Segment Open

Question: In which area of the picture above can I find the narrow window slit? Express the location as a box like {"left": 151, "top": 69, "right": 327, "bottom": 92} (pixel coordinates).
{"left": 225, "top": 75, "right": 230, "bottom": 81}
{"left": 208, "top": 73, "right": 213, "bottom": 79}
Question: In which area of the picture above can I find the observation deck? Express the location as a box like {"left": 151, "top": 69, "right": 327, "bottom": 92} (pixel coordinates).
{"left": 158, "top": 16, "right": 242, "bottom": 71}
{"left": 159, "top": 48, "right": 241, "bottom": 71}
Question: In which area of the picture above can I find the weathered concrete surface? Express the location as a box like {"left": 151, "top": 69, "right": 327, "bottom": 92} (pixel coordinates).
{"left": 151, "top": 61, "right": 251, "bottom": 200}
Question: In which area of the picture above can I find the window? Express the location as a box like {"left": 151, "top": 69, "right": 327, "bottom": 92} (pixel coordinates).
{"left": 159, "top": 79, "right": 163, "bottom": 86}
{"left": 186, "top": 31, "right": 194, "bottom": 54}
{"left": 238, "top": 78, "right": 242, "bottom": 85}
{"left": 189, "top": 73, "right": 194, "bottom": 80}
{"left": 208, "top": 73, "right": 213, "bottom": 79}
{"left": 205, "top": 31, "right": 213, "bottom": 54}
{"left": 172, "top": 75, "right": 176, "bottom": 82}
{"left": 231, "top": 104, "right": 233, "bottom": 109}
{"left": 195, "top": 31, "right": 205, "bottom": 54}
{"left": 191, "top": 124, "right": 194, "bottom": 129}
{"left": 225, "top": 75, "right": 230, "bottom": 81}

Segment Closed

▸ **What you need to do**:
Reproduce the entire listing word for word.

▸ **Answer area**:
Question: In which area of the picture above can I find the narrow window slit? Express the location as a box like {"left": 151, "top": 69, "right": 327, "bottom": 92} (pixel coordinates).
{"left": 225, "top": 75, "right": 230, "bottom": 81}
{"left": 208, "top": 73, "right": 213, "bottom": 79}
Question: In which area of the picture above can I find the observation deck? Express the location as a box like {"left": 151, "top": 69, "right": 327, "bottom": 92} (pixel coordinates).
{"left": 158, "top": 16, "right": 242, "bottom": 71}
{"left": 159, "top": 48, "right": 241, "bottom": 71}
Question: In which area of the picture above can I find the weathered concrete surface? Express the location as a box like {"left": 151, "top": 69, "right": 327, "bottom": 92} (pixel coordinates).
{"left": 151, "top": 61, "right": 251, "bottom": 200}
Question: In which area of the picture above can I find the window? Express the location as a box like {"left": 151, "top": 69, "right": 327, "bottom": 92} (pixel coordinates).
{"left": 159, "top": 79, "right": 163, "bottom": 86}
{"left": 186, "top": 31, "right": 194, "bottom": 54}
{"left": 238, "top": 78, "right": 242, "bottom": 85}
{"left": 189, "top": 73, "right": 194, "bottom": 80}
{"left": 208, "top": 73, "right": 213, "bottom": 79}
{"left": 205, "top": 31, "right": 213, "bottom": 54}
{"left": 172, "top": 75, "right": 176, "bottom": 82}
{"left": 231, "top": 104, "right": 233, "bottom": 109}
{"left": 195, "top": 31, "right": 205, "bottom": 54}
{"left": 191, "top": 124, "right": 194, "bottom": 129}
{"left": 225, "top": 75, "right": 230, "bottom": 81}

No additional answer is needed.